*Source passage*:
----------------------------------------
Roland Robert Phillips fought for his country in World War II. He's a good man, described as active in his Australian community of Bondi Junction. But he didn't expect to get arrested in a sting operation. His heinous crime? Pushing Viagra.
After seven years of single life, the 77-year-old pensioner recently got married. In a conscientious mood, hoping to keep his new bride sexually satisfied, he obtained a doctor's prescription and bought 12 Viagra tablets worth $840 (U.S. $491).
As luck would have it, Phillips discovered he didn't need the pills after all. So he decided to sell them. He placed an ad in the Wentworth Courier newspaper, advertising "Viagra for sale. Cheaper." He knew that a person using the drug should be in good health, and had intended to "visually assess" the buyer before selling the tablets. Phillips had no idea he was violating the Poisons and Therapeutic Goods Act of 1966, which makes it illegal to sell restricted substances.
A pharmaceutical advisor saw the newspaper ad, informed police and then set up what amounted to a Viagra sting operation. The advisor called up the war veteran and asked the price of the Viagra. "Sixty-five dollars [$38], that's for four tablets," Phillips said. "That's about $7 or $8 [$4 or $4.70] cheaper than from a chemist."
The two made a deal, and two days later police knocked on Phillips' door with a search warrant, seizing the 12 tablets.
In court, Phillips pleaded guilty to the charge of supplying a restricted substance. His representative, Margaret Hole, explained that he thought he was acting in the best interests of men everywhere. "He didn't need assistance and ... wished to get some of his money back and thought he could help someone." Hole added that he was "extremely embarrassed and remorseful."
Because it was a first offense, the magistrate was lenient toward the elderly pusher, and waived the maximum penalty of a $2,200 ($1,286) fine or two years in jail. Phillips was given 23 days to reimburse the court costs of $56 ($32.75). It is not known what happened to the evidence.
----------------------------------------
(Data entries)
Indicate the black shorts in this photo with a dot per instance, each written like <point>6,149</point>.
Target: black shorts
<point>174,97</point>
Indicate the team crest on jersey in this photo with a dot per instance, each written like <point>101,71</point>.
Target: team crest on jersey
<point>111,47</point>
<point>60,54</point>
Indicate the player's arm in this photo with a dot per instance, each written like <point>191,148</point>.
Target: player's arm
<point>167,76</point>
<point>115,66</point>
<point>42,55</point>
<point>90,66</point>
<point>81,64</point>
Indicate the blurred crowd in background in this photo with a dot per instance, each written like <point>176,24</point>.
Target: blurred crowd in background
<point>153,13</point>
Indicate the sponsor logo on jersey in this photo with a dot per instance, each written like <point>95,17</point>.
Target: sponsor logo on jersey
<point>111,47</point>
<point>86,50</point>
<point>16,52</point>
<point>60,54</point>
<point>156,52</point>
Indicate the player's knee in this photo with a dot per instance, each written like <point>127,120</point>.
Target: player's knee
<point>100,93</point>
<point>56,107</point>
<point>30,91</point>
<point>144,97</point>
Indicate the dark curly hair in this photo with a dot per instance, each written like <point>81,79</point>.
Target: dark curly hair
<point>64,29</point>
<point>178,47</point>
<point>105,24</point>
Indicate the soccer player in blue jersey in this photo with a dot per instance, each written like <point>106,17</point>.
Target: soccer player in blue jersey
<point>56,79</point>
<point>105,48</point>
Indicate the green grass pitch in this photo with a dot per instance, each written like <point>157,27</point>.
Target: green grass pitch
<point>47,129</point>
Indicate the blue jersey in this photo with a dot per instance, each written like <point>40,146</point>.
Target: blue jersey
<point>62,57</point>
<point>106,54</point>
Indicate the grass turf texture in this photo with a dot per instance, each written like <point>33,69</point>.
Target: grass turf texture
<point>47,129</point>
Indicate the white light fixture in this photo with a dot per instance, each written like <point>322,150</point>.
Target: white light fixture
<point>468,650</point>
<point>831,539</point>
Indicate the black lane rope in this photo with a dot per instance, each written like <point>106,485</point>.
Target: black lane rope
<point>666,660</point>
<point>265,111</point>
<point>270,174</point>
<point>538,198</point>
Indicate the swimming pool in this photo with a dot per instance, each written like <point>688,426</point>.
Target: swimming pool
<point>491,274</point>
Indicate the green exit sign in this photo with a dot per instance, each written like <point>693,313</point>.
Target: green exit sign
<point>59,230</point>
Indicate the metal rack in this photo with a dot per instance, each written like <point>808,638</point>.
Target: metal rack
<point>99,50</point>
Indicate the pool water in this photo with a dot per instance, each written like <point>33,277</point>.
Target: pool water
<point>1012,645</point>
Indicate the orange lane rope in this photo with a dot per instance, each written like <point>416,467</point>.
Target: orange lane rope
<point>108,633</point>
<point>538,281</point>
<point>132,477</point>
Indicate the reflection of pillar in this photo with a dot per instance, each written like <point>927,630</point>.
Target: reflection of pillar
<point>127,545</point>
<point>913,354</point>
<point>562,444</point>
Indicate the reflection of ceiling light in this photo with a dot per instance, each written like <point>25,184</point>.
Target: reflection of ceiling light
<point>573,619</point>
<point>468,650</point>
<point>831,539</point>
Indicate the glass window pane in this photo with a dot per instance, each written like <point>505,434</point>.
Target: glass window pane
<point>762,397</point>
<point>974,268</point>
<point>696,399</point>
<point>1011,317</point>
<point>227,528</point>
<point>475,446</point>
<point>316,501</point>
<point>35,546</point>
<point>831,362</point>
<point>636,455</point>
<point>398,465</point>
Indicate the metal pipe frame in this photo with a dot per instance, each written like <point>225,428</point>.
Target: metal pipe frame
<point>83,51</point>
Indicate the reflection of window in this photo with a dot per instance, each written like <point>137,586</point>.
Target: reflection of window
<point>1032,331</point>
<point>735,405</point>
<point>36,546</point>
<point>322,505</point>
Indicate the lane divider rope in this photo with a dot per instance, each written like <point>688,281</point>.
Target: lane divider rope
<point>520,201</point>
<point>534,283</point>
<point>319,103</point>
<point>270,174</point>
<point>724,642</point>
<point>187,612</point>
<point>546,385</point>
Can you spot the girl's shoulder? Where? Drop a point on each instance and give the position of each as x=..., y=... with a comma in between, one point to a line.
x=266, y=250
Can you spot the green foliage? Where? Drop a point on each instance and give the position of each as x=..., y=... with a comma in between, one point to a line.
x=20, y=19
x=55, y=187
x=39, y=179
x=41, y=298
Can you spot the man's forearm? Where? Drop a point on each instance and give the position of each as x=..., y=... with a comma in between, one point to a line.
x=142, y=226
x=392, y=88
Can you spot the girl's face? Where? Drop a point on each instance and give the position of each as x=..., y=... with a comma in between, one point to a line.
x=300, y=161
----------------------------------------
*Activity A*:
According to the article, in which newspaper did Phillips place his ad?
*Activity B*:
Print the part of the article starting with "In court, Phillips" and going on through "to the evidence.".
The material can be set aside.

*Written reply A*:
The Wentworth Courier.

*Written reply B*:
In court, Phillips pleaded guilty to the charge of supplying a restricted substance. His representative, Margaret Hole, explained that he thought he was acting in the best interests of men everywhere. "He didn't need assistance and ... wished to get some of his money back and thought he could help someone." Hole added that he was "extremely embarrassed and remorseful."
Because it was a first offense, the magistrate was lenient toward the elderly pusher, and waived the maximum penalty of a $2,200 ($1,286) fine or two years in jail. Phillips was given 23 days to reimburse the court costs of $56 ($32.75). It is not known what happened to the evidence.